SOURCE RECORDS below:
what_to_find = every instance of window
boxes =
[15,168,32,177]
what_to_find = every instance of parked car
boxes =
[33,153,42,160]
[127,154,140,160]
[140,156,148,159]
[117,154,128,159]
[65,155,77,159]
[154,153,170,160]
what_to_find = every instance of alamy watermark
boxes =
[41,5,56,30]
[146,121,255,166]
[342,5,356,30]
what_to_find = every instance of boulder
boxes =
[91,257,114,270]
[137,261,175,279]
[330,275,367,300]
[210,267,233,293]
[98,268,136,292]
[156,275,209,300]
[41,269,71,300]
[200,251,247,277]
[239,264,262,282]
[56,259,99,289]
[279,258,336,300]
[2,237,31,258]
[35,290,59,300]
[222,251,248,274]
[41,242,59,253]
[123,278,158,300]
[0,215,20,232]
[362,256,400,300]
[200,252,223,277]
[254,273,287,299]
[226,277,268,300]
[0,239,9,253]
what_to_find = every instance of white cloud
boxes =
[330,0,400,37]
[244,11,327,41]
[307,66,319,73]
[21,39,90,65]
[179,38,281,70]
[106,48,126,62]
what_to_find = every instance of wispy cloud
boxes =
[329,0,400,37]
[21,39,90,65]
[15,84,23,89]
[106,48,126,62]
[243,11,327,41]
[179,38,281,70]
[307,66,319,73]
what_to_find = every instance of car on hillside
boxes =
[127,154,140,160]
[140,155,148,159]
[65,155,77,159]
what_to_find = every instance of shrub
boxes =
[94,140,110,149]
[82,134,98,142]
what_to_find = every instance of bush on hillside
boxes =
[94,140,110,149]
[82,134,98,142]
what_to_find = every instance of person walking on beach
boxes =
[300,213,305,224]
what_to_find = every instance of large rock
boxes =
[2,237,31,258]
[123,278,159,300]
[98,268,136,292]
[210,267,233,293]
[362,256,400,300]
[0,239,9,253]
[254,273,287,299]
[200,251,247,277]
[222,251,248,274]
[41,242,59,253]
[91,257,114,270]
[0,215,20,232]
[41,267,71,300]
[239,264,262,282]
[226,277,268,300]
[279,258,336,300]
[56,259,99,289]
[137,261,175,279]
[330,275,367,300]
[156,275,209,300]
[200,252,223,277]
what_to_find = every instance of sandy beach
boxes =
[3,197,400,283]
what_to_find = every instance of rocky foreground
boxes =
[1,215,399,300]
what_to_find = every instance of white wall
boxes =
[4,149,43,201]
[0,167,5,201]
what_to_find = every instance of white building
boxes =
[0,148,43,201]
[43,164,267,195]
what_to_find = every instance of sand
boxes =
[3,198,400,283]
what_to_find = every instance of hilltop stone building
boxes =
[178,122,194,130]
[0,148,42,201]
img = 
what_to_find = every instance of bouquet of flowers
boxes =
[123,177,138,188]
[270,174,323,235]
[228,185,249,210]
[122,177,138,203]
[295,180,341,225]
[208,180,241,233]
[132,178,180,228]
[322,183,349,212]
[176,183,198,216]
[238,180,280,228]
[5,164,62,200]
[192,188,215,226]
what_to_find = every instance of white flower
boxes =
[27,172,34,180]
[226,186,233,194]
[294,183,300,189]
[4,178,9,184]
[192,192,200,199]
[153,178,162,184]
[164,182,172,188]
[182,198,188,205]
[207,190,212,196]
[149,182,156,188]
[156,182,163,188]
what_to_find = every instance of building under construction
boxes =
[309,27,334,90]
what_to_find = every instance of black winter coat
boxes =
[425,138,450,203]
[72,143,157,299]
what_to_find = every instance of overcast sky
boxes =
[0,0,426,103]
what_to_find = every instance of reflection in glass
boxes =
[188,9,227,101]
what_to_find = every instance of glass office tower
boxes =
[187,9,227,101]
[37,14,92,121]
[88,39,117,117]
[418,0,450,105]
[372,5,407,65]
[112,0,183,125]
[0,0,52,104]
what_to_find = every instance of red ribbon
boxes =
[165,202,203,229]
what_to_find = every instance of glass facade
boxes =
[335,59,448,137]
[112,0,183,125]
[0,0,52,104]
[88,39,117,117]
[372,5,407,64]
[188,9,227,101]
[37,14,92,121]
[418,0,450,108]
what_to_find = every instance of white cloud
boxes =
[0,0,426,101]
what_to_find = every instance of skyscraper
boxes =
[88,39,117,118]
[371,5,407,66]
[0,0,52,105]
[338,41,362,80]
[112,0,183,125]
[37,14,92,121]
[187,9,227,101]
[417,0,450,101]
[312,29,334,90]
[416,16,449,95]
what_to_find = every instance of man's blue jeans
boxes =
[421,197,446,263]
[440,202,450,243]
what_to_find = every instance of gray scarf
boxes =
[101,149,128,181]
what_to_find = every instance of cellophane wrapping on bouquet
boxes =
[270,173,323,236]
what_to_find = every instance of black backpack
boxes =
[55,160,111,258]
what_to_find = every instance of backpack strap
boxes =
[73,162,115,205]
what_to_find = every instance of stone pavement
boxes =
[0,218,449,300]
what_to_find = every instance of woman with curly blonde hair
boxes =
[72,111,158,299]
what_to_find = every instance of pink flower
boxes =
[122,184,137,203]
End of SOURCE RECORDS.
* _INSTRUCTIONS FOR THE TASK_:
Above are some records. Copy each of their lines that holds the string "black".

* _ANSWER TO THIS PROBLEM_:
what_to_find = every instance of black winter coat
what_to_find = every instance of black backpack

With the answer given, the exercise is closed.